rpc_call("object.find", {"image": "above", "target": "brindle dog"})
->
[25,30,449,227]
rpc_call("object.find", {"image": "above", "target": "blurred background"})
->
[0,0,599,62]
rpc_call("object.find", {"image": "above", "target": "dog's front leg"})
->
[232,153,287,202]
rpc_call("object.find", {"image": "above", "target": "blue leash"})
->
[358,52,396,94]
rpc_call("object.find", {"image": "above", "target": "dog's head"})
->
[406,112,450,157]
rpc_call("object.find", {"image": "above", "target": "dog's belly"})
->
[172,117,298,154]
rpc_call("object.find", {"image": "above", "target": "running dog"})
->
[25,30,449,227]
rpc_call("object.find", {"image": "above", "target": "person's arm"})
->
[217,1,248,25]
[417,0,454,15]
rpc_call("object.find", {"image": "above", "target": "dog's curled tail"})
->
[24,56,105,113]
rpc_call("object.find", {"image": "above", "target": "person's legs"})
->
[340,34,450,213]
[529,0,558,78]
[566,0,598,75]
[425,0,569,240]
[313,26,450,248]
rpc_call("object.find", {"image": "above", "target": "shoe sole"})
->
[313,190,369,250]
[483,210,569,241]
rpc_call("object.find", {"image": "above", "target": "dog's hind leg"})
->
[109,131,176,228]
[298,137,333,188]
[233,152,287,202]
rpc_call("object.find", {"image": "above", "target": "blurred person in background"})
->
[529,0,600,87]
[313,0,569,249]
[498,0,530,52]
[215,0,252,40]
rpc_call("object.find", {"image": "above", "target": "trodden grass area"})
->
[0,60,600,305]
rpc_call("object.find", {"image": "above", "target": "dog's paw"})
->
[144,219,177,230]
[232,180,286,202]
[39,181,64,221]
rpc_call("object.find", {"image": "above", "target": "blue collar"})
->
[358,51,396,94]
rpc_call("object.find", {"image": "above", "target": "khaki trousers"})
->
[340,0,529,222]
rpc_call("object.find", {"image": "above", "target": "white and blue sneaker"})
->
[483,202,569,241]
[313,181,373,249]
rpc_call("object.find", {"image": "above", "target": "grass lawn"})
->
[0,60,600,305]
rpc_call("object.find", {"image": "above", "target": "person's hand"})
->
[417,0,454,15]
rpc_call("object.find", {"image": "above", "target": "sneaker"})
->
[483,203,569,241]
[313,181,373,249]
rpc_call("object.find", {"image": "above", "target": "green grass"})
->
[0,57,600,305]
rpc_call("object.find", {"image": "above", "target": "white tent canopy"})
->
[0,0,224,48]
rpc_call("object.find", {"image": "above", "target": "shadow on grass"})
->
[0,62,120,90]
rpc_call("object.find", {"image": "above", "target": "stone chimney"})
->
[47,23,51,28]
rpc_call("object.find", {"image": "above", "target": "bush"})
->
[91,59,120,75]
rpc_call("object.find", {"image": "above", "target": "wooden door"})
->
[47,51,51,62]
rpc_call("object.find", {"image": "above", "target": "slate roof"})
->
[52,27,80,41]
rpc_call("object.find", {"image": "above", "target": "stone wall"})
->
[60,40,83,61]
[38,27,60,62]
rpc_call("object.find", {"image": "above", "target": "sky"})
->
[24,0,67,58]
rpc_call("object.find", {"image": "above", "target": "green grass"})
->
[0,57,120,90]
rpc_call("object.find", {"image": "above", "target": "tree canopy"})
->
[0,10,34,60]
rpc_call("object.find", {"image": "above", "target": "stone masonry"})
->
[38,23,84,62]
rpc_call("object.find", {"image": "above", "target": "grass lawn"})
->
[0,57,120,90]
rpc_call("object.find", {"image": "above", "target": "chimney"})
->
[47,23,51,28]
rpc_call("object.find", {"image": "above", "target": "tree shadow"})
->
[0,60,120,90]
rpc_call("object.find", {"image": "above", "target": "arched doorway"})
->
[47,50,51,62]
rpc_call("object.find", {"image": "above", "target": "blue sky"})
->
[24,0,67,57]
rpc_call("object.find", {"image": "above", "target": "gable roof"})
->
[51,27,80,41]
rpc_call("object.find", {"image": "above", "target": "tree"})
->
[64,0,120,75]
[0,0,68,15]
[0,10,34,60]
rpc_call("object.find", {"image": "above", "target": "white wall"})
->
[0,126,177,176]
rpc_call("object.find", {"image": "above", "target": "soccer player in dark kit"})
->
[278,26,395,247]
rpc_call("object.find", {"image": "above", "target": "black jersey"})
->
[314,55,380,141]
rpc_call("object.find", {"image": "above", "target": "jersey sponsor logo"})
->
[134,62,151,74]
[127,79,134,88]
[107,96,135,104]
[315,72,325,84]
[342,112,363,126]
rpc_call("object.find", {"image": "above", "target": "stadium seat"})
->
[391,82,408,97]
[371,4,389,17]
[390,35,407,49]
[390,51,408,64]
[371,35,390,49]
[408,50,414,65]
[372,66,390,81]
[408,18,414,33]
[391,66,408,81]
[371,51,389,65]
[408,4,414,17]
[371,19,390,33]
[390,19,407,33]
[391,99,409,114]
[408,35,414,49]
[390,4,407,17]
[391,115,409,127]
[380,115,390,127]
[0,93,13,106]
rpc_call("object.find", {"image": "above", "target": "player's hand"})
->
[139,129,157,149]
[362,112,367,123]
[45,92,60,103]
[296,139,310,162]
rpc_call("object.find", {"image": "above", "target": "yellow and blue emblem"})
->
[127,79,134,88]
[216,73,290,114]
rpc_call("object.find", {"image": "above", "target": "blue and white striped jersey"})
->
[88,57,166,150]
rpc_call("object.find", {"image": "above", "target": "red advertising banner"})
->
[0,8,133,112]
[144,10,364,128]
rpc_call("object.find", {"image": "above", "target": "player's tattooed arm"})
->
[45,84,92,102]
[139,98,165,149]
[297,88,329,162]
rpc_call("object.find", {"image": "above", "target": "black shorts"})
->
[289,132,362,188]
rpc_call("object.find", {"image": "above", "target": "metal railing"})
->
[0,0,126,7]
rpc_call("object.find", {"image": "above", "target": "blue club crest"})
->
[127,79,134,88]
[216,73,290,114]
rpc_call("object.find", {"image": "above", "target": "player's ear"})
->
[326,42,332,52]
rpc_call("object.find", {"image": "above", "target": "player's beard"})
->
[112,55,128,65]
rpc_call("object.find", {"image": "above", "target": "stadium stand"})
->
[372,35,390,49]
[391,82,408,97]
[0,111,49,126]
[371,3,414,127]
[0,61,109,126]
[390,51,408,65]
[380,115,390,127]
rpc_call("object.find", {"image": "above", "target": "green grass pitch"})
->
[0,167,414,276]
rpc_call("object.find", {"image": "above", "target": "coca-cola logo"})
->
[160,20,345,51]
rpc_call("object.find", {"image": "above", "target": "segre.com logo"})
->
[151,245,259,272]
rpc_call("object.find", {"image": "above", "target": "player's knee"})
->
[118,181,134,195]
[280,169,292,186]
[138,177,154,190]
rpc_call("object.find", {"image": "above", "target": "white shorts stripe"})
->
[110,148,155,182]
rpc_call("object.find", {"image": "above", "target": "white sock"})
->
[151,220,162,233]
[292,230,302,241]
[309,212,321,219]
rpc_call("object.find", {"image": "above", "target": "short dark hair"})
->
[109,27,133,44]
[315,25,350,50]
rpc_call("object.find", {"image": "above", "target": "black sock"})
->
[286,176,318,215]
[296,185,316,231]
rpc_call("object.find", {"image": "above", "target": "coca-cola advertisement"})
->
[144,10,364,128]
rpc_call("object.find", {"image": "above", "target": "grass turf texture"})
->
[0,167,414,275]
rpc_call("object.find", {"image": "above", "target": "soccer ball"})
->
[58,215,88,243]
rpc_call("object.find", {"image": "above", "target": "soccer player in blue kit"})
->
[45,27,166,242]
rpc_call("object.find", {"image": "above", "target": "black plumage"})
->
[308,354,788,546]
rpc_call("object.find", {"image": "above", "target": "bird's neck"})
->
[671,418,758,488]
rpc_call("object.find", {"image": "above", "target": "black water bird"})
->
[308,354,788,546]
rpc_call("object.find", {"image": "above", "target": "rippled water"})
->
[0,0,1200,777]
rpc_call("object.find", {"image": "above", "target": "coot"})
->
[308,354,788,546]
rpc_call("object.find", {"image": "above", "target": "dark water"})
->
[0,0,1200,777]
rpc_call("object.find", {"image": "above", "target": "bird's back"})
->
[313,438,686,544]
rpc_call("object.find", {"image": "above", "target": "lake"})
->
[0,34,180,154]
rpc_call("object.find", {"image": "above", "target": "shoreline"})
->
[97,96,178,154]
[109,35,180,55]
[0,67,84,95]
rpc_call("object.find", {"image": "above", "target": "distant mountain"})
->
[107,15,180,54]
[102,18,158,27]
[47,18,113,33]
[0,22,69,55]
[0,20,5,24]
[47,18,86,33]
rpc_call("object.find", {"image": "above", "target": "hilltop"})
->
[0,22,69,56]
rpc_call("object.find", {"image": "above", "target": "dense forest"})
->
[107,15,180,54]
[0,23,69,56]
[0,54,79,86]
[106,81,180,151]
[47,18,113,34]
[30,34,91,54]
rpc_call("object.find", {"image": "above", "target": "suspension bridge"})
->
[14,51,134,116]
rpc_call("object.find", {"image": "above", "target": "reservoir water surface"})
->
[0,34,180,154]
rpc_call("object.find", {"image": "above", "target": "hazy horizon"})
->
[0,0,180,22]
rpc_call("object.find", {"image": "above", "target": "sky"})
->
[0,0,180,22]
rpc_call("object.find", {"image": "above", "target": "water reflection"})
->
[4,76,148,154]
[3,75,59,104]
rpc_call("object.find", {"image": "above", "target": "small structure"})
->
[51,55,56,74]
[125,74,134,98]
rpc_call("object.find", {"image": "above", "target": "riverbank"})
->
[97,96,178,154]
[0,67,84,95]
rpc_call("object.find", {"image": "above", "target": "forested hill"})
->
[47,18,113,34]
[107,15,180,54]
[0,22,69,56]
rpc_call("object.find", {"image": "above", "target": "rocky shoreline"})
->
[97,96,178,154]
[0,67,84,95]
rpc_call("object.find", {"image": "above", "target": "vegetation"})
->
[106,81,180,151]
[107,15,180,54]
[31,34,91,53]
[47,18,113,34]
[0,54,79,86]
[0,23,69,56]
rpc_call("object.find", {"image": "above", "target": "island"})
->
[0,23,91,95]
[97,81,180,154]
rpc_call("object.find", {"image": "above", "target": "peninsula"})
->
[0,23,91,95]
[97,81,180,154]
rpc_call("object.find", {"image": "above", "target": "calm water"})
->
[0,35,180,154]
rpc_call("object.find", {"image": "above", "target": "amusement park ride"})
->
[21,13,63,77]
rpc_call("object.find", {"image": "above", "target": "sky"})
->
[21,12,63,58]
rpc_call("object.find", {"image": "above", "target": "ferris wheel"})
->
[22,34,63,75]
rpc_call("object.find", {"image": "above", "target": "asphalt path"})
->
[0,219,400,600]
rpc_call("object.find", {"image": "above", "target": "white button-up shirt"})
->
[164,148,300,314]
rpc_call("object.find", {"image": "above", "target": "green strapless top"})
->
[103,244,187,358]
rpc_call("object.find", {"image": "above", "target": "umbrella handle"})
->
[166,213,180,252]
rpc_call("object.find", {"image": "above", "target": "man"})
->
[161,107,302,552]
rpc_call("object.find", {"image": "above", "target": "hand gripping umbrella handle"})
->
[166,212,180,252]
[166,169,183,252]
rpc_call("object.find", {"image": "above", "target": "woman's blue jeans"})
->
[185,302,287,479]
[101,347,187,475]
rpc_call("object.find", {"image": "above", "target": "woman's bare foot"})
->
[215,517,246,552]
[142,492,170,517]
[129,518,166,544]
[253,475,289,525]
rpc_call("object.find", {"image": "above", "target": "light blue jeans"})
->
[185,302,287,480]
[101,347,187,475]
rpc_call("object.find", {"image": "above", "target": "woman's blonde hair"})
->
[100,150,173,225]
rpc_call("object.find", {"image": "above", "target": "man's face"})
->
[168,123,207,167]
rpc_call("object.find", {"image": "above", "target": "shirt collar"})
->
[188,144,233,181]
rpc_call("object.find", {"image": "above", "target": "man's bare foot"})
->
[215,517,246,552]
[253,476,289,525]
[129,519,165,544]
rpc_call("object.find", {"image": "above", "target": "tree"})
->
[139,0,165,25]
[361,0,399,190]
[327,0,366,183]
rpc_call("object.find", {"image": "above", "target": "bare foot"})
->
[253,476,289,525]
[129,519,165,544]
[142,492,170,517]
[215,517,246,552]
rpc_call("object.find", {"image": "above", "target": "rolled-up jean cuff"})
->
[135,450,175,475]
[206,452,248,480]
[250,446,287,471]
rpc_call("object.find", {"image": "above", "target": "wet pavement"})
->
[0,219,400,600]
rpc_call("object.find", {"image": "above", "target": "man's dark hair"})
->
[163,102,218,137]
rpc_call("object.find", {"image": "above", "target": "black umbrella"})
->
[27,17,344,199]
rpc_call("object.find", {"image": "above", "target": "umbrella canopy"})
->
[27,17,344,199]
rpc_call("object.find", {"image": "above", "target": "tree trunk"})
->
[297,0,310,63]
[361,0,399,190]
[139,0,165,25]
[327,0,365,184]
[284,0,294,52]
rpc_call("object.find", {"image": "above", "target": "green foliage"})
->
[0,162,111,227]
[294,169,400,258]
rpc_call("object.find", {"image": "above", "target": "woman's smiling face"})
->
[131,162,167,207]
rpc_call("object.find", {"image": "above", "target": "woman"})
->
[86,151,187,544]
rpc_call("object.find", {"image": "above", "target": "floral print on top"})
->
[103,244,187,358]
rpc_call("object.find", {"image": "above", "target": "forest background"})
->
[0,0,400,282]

:: Ziel der Aufgabe ::
Wie lauten die Zeilen vom Anfang der Datensätze bis einschließlich der Zeile mit "[215,0,252,40]", wenn du sie vollständig wiedergibst und dabei jede Koordinate der Begrenzungsrahmen mit 2,5 skalierst? Runde auf ganze Zahlen, Hälften aufwärts.

:: Lösung dieser Aufgabe ::
rpc_call("object.find", {"image": "above", "target": "brindle dog"})
->
[63,75,1123,568]
rpc_call("object.find", {"image": "above", "target": "blurred background"})
->
[0,0,1498,155]
rpc_call("object.find", {"image": "above", "target": "dog's front leg"})
->
[580,383,718,505]
rpc_call("object.find", {"image": "above", "target": "blue leash"})
->
[895,130,990,235]
rpc_call("object.find", {"image": "above", "target": "dog's head"})
->
[1015,280,1125,393]
rpc_call("object.find", {"image": "above", "target": "dog's belly"})
->
[430,293,745,385]
rpc_call("object.find", {"image": "above", "target": "running dog"})
->
[63,75,1123,568]
rpc_call("object.find", {"image": "above", "target": "person's arm"})
->
[543,3,620,63]
[1043,0,1135,38]
rpc_call("object.find", {"image": "above", "target": "dog's curled tail"})
->
[60,140,263,283]
rpc_call("object.find", {"image": "above", "target": "person's legs"})
->
[850,85,1125,533]
[1323,0,1395,195]
[1415,0,1495,188]
[1063,0,1423,600]
[783,65,1125,620]
rpc_call("object.find", {"image": "above", "target": "shoe sole"})
->
[783,475,923,625]
[1208,525,1423,603]
rpc_call("object.find", {"image": "above", "target": "dog's hind leg"})
->
[273,328,440,570]
[745,343,833,470]
[583,380,718,505]
rpc_call("object.find", {"image": "above", "target": "blurred person in background"})
->
[1323,0,1500,218]
[783,0,1423,623]
[1245,0,1325,130]
[538,0,630,100]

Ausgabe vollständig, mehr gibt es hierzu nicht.